> Task directions:
Rewrite the items below with every occurrence of "positive clicks" replaced by "foreground clicks", changing nothing else.

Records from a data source
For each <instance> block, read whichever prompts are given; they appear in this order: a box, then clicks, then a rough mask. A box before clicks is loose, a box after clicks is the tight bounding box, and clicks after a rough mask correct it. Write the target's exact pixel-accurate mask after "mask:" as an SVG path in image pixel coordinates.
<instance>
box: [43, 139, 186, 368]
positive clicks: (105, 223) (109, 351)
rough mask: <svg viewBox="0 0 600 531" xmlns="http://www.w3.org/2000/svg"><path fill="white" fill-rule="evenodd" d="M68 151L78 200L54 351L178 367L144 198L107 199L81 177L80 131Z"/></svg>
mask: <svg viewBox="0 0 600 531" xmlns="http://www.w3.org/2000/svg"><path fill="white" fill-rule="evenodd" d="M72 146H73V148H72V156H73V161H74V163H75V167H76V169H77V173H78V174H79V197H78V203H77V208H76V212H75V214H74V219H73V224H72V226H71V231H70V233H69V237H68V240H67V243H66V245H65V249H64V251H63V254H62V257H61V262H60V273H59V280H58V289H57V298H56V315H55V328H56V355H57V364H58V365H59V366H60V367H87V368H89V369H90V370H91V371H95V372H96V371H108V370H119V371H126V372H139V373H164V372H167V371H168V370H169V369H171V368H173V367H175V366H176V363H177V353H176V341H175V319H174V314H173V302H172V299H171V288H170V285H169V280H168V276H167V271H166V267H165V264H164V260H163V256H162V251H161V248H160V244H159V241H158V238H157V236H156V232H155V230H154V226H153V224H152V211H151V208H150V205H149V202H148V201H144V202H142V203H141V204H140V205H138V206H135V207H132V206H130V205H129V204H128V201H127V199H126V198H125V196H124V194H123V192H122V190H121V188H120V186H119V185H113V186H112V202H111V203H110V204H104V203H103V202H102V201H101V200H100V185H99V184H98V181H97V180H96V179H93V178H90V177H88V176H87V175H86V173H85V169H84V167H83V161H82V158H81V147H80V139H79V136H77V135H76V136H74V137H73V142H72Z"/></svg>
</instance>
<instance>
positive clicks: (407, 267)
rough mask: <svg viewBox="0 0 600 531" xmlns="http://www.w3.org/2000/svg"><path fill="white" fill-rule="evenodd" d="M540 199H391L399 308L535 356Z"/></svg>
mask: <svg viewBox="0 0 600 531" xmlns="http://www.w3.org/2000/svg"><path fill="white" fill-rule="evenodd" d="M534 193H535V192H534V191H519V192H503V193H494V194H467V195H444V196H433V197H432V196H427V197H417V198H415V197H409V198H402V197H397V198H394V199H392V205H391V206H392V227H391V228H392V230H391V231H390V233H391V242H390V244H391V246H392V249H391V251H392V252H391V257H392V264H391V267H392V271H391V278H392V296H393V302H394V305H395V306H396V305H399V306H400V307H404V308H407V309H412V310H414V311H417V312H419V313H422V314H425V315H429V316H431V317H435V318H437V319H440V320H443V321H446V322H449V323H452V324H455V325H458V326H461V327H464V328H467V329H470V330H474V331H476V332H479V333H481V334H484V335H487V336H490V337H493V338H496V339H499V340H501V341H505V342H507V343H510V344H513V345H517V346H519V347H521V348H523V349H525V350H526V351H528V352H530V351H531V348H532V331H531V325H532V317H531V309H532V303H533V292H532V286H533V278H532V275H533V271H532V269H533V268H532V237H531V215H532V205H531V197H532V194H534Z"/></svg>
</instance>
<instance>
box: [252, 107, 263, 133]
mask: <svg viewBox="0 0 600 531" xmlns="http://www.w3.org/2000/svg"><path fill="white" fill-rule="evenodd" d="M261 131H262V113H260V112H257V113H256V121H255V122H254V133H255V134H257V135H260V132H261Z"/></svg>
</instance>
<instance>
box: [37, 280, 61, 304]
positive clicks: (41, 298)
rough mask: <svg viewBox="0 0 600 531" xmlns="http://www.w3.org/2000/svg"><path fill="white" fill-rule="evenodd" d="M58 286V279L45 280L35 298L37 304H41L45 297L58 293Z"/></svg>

> Response to the exercise:
For each <instance> block, read whichever prompts are given; they appear in this order: a box, then clicks, then a rough mask. A box before clicks is loose, a box after clicks is the tight bounding box, and clicks after a rough mask correct it. Write the target's exact pixel-accurate mask after "mask:" as an SVG path in image pixel coordinates.
<instance>
box: [43, 139, 186, 368]
foreground clicks: (105, 223) (109, 351)
rough mask: <svg viewBox="0 0 600 531" xmlns="http://www.w3.org/2000/svg"><path fill="white" fill-rule="evenodd" d="M68 151L78 200L54 351L178 367L144 198L107 199L81 177L80 131Z"/></svg>
mask: <svg viewBox="0 0 600 531" xmlns="http://www.w3.org/2000/svg"><path fill="white" fill-rule="evenodd" d="M72 146H73V148H72V156H73V161H74V163H75V167H76V169H77V173H78V174H79V197H78V203H77V208H76V212H75V214H74V219H73V224H72V226H71V231H70V233H69V237H68V240H67V243H66V245H65V249H64V251H63V254H62V257H61V262H60V273H59V280H58V289H57V298H56V315H55V328H56V355H57V364H58V365H59V366H60V367H87V368H89V369H90V370H91V371H95V372H96V371H108V370H119V371H126V372H139V373H164V372H167V371H168V370H169V369H171V368H173V367H175V366H176V363H177V353H176V341H175V319H174V314H173V302H172V299H171V288H170V285H169V280H168V276H167V271H166V267H165V264H164V260H163V256H162V251H161V248H160V244H159V241H158V238H157V236H156V232H155V230H154V226H153V224H152V211H151V208H150V205H149V202H148V201H144V202H142V203H141V204H140V205H138V206H135V207H132V206H130V205H129V204H128V201H127V199H126V198H125V196H124V194H123V192H122V190H121V188H120V186H119V185H113V186H112V202H111V203H110V204H104V203H103V202H102V201H101V200H100V185H99V184H98V181H97V180H96V179H93V178H90V177H88V176H87V175H86V173H85V169H84V167H83V161H82V158H81V147H80V139H79V136H77V135H76V136H74V137H73V142H72Z"/></svg>
</instance>
<instance>
foreground clicks: (407, 267)
rough mask: <svg viewBox="0 0 600 531" xmlns="http://www.w3.org/2000/svg"><path fill="white" fill-rule="evenodd" d="M540 199H391L399 308L535 356Z"/></svg>
mask: <svg viewBox="0 0 600 531" xmlns="http://www.w3.org/2000/svg"><path fill="white" fill-rule="evenodd" d="M534 193H535V192H534V191H519V192H503V193H494V194H467V195H444V196H433V197H432V196H427V197H417V198H415V197H409V198H402V197H397V198H394V199H392V205H391V206H392V227H391V228H392V230H391V231H390V233H391V242H390V244H391V246H392V249H391V251H392V252H391V257H392V264H391V267H392V271H391V278H392V296H393V302H394V305H395V306H396V305H399V306H400V307H404V308H407V309H412V310H414V311H417V312H419V313H422V314H425V315H429V316H431V317H435V318H437V319H440V320H443V321H446V322H449V323H452V324H455V325H458V326H461V327H464V328H467V329H470V330H474V331H476V332H479V333H481V334H484V335H487V336H490V337H493V338H496V339H499V340H501V341H505V342H507V343H510V344H513V345H517V346H519V347H521V348H523V349H525V350H526V351H528V352H530V351H531V348H532V331H531V325H532V317H531V309H532V303H533V292H532V286H533V278H532V275H533V271H532V269H533V268H532V237H531V215H532V205H531V197H532V194H534Z"/></svg>
</instance>
<instance>
box: [252, 107, 263, 133]
mask: <svg viewBox="0 0 600 531" xmlns="http://www.w3.org/2000/svg"><path fill="white" fill-rule="evenodd" d="M261 131H262V113H260V112H257V113H256V121H255V122H254V133H255V134H257V135H260V132H261Z"/></svg>
</instance>
<instance>
box: [37, 280, 61, 304]
foreground clicks: (41, 298)
rough mask: <svg viewBox="0 0 600 531" xmlns="http://www.w3.org/2000/svg"><path fill="white" fill-rule="evenodd" d="M58 286V279L45 280L35 298L37 304H41L45 297L58 293Z"/></svg>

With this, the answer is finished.